** Records for the exercise follows **

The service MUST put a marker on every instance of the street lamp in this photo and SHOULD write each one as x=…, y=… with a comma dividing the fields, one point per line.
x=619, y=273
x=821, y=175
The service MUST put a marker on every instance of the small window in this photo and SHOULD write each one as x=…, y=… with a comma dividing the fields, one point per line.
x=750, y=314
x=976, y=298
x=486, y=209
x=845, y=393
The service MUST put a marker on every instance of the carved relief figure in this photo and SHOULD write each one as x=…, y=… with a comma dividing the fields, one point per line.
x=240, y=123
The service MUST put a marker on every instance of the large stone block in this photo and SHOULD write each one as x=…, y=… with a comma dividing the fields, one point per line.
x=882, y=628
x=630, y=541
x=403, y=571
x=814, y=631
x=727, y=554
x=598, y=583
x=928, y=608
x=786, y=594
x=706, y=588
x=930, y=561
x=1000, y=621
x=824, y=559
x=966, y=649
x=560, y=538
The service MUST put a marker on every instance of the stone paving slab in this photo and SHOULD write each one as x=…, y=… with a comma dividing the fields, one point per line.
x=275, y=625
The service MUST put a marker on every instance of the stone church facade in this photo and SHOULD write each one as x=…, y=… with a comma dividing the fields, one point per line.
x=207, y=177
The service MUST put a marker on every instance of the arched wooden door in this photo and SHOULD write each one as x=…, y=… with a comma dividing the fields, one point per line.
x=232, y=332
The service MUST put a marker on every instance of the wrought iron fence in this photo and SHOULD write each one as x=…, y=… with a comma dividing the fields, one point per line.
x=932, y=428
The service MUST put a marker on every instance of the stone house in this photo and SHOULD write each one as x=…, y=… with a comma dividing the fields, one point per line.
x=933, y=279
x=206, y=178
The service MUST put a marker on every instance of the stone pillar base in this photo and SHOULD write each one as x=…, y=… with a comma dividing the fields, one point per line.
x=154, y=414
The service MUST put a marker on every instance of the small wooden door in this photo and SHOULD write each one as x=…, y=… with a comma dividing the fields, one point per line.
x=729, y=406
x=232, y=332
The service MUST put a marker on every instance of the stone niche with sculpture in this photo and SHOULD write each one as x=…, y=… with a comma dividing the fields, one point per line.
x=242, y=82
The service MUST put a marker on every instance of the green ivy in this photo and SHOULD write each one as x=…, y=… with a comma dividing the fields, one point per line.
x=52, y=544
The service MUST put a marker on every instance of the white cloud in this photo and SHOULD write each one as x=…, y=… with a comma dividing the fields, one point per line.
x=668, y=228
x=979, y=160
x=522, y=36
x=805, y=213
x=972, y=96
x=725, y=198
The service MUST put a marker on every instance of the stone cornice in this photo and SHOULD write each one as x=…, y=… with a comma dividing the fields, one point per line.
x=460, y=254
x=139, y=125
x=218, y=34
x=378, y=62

** End of Records for the exercise **

**Work item:** An exact copy of all the entries above is what is needed.

**Output for this exercise:**
The service MUST put a marker on every instance of the street lamp in this photo and SHOULD write each one as x=…, y=… with a comma dividing the fields, one point per line.
x=619, y=273
x=821, y=175
The service MUST put a marker on every instance of the small window in this photo and SHOULD write each one as x=…, y=… with a comma dividing the fields, one point per line.
x=750, y=314
x=976, y=298
x=486, y=209
x=845, y=393
The service MUST put a marker on every instance of the carved relief figure in this photo and SHOULD write each one as x=…, y=… with a comma dividing the fields, one point per line.
x=240, y=123
The service MUST put a marker on every instance of the large stone block in this photo and SHOULD write each one as x=…, y=… with a comma dividing the fields, one point per line.
x=882, y=628
x=630, y=541
x=403, y=571
x=814, y=631
x=727, y=554
x=598, y=583
x=928, y=608
x=786, y=594
x=706, y=588
x=930, y=561
x=1000, y=621
x=824, y=559
x=966, y=649
x=560, y=538
The service MUST put a marker on every instance of the stone paving slab in this photo and SHOULD write each one as x=…, y=… with a comma dividing the fields, one point per line.
x=275, y=625
The service MUST put a marker on every instance of the stone church facade in this photo and SHOULD write each one as x=…, y=… with a comma dividing the fields, one point per line.
x=207, y=177
The service MUST put a marker on every instance of the arched wooden door in this photo and SHOULD write each one as x=…, y=… with a comma dividing the fields, one point per line.
x=232, y=332
The service MUST put a marker on every instance of the wrought iron fence in this photo and SHOULD write each one as x=…, y=… with a comma dividing the fields, one point per line.
x=932, y=428
The service MUST put a marker on every instance of the stone house in this photo and SHOULD write each one as x=…, y=… with a comma dividing the fields, one point per line.
x=933, y=279
x=206, y=178
The service MUST put a marker on every instance of the stone pillar base in this photo and SHOULD write each one as x=…, y=… with a comma dividing the fields, one point per line.
x=154, y=414
The service MUST put a marker on every instance of the small wooden door in this photo and SHOULD write each one as x=…, y=… with a comma dividing the fields, one point per line.
x=729, y=406
x=232, y=332
The service MUST put a marker on every instance of the stone niche with sculpture in this photo and SHOULD write each one as x=…, y=… with a comma dividing the fields, one point per line.
x=242, y=82
The service MUST put a marker on every instance of the green ivy in this photo and SHOULD write each one as x=…, y=… with a comma dividing the fields, one point per line.
x=52, y=544
The service MUST put a marker on every instance of the white cloud in this photo and SHOULD write each one as x=…, y=… with a comma dividing the fields, one point per line.
x=668, y=228
x=979, y=160
x=522, y=36
x=805, y=213
x=972, y=96
x=725, y=198
The service MUST put a marker on every instance of the stone cornice in this photo and SHOULD write each one as x=…, y=… with a comma dividing the fields, one point per line.
x=460, y=254
x=139, y=125
x=218, y=34
x=378, y=62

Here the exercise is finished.